_DIRECTION_
Reproduce the rows below word for word, from the line containing "the wood plank" up to and including the line containing "x=49, y=158".

--------

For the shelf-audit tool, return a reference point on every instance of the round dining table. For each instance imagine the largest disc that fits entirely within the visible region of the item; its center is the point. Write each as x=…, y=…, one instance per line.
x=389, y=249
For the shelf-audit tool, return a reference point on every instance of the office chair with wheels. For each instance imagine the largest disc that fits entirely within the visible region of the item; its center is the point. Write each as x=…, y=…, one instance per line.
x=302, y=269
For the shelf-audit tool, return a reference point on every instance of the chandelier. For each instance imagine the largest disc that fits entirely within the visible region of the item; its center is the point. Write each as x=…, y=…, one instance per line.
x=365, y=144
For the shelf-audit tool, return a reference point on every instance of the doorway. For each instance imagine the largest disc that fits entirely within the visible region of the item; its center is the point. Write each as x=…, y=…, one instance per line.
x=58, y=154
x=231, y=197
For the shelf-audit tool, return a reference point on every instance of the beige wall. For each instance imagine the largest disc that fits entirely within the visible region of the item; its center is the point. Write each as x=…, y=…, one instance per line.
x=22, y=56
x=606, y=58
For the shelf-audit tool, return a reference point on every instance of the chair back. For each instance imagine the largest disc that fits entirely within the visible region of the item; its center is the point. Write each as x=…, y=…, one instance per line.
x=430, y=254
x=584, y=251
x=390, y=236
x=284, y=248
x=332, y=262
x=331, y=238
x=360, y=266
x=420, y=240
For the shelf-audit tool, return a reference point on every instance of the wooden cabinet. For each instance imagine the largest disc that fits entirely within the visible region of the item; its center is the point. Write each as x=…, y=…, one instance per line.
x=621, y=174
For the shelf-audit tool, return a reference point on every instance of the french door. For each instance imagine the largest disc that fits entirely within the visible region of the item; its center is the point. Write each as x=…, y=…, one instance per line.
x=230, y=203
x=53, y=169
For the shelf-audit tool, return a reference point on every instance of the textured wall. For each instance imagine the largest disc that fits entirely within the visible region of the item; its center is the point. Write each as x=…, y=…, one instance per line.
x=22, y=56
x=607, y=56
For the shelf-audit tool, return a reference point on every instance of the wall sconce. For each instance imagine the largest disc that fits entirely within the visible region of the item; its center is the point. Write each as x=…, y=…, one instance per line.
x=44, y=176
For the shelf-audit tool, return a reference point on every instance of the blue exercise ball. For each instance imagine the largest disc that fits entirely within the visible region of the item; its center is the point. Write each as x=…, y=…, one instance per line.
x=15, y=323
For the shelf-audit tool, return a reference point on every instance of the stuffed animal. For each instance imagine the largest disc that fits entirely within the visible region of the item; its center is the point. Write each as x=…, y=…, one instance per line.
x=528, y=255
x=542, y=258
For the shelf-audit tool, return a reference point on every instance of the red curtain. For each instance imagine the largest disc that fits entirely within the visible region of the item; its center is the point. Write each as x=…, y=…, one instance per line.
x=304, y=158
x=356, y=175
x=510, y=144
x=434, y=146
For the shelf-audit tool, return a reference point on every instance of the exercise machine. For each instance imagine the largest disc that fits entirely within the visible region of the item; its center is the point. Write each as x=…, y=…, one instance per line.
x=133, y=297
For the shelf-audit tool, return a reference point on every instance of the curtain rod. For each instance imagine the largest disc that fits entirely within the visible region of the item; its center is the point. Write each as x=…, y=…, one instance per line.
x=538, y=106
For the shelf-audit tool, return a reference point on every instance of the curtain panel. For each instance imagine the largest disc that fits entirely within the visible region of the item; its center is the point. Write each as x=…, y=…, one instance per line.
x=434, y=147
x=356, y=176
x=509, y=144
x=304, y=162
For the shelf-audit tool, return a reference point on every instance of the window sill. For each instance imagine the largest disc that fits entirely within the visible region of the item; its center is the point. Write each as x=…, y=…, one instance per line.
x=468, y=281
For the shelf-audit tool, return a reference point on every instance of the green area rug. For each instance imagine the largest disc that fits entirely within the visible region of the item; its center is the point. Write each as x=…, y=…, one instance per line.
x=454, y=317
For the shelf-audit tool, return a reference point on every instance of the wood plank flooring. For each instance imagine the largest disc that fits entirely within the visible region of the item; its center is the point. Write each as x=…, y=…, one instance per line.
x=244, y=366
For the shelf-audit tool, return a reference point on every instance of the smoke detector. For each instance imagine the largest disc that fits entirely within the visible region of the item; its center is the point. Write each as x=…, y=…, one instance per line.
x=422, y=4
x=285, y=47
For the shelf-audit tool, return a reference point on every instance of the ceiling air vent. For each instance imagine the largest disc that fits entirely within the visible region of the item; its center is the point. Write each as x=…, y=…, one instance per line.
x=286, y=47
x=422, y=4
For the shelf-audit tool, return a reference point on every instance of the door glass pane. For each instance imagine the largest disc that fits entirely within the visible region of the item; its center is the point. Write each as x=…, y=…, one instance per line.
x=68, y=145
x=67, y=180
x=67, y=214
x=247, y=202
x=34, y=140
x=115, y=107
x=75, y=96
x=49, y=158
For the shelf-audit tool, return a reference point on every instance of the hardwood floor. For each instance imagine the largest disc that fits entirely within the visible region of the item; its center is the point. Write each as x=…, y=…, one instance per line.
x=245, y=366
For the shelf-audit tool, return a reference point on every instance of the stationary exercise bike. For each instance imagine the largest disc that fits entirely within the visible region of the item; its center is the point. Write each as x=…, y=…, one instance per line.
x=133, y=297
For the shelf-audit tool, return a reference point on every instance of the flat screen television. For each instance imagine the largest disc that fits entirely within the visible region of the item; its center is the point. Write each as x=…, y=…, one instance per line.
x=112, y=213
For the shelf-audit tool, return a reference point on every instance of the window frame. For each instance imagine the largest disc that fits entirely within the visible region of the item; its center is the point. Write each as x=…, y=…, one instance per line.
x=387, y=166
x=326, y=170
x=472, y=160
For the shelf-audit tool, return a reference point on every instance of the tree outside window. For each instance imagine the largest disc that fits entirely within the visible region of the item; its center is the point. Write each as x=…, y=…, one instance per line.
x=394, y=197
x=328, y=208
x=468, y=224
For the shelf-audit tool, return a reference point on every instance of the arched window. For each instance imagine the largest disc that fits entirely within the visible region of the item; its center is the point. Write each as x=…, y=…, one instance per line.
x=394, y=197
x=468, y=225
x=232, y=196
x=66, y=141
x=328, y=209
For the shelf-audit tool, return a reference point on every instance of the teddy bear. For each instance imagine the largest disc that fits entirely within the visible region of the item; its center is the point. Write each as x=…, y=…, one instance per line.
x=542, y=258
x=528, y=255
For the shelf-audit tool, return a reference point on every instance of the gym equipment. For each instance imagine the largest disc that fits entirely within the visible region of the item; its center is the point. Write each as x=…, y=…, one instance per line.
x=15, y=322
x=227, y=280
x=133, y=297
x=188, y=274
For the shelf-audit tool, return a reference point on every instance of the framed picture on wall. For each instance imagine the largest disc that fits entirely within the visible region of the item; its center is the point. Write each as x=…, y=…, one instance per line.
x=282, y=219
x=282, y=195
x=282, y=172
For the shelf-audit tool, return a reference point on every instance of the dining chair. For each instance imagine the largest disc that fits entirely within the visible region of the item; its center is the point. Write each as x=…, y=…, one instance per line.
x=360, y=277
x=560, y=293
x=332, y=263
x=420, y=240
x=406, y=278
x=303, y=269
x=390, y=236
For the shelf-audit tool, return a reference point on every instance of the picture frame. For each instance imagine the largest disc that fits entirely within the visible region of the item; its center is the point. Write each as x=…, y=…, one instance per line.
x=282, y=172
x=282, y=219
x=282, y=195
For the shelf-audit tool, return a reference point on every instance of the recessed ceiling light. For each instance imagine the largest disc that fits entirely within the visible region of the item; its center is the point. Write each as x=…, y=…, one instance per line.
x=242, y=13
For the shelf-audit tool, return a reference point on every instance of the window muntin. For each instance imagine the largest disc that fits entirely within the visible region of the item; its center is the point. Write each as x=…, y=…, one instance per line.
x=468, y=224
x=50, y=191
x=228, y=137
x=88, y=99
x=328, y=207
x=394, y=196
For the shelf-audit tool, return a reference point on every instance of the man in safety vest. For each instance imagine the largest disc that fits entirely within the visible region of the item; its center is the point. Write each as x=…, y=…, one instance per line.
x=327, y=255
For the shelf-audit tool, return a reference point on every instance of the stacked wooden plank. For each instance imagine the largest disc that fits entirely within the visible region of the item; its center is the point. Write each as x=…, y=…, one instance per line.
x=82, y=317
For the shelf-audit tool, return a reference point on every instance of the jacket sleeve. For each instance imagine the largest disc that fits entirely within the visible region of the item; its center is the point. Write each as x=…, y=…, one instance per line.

--------

_RESPONSE_
For the shelf-audit tool, return a reference point on every instance of the wood plank flooring. For each instance imagine the largest disc that fits entirely within the visible region of the item; its center is the point. Write each as x=…, y=…, one instance per line.
x=244, y=366
For the shelf-audit tool, return a reference point on every instance of the smoke detector. For each instance imagine the largest disc that fits entirely within the visible region of the item; its center is the point. Write each as x=…, y=…, one instance per line.
x=422, y=4
x=285, y=47
For the shelf-audit tool, return a reference point on every instance of the ceiling air vent. For each instance imagine the largest disc that fits entirely within the visible region of the item; its center is the point. Write each as x=…, y=…, one instance per line.
x=286, y=47
x=422, y=4
For the shelf-audit tool, return a reference point on every instance of the door glass pane. For each instance imagine the largest disc that fits entirely within the visible region of the item; its center is the point. Write each as x=…, y=…, one instance per line.
x=68, y=145
x=67, y=180
x=67, y=214
x=247, y=202
x=34, y=140
x=115, y=107
x=75, y=96
x=49, y=158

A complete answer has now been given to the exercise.